Comb through the entries for "handle" and pull out each line that holds it.

[Text-to-region grounding data]
-=-=-
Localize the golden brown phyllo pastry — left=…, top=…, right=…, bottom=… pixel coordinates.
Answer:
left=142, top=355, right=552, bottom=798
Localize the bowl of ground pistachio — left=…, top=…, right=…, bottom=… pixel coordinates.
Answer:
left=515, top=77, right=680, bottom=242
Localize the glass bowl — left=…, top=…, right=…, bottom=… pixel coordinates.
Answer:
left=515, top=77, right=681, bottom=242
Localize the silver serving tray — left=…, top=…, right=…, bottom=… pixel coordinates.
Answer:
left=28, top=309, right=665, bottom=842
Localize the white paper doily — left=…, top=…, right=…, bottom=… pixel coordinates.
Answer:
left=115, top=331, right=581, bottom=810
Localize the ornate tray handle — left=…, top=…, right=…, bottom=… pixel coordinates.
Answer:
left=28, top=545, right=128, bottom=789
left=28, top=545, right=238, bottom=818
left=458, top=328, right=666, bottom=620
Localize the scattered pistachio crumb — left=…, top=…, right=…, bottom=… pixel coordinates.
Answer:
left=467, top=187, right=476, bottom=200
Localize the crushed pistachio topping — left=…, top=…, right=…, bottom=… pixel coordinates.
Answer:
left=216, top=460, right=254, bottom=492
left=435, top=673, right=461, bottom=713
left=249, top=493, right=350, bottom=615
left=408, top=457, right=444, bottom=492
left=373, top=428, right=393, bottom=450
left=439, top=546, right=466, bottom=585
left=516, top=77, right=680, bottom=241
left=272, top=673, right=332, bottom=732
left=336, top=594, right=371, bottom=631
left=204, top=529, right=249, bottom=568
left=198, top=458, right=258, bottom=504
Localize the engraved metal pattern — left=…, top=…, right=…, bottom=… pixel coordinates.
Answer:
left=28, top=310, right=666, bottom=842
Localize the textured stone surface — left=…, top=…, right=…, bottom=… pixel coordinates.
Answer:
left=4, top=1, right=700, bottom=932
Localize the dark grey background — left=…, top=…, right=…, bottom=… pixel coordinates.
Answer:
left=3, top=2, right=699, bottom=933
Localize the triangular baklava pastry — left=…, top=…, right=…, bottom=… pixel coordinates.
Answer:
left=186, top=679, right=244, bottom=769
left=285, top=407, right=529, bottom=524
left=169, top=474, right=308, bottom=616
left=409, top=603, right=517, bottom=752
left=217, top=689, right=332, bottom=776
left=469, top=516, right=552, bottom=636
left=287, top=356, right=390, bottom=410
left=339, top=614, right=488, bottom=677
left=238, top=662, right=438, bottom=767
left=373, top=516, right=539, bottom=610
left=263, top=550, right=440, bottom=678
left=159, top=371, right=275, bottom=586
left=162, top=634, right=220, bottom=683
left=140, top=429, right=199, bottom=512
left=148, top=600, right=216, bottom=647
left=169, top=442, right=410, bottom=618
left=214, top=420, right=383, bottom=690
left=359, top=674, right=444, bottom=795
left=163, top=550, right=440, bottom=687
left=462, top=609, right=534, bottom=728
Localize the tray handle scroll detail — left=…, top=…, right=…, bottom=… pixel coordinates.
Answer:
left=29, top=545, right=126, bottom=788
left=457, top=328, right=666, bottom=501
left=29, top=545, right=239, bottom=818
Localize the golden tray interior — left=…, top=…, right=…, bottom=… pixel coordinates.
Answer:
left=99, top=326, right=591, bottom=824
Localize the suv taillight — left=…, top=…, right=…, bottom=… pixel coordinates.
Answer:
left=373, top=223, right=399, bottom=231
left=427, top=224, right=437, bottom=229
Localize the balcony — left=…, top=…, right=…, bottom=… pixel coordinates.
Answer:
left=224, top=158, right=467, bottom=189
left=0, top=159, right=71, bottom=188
-=-=-
● COMPLETED TASK
Localize the ornate tray handle — left=…, top=…, right=…, bottom=… pixel coordinates.
Localize the tray handle scroll detail — left=…, top=…, right=…, bottom=… pixel coordinates.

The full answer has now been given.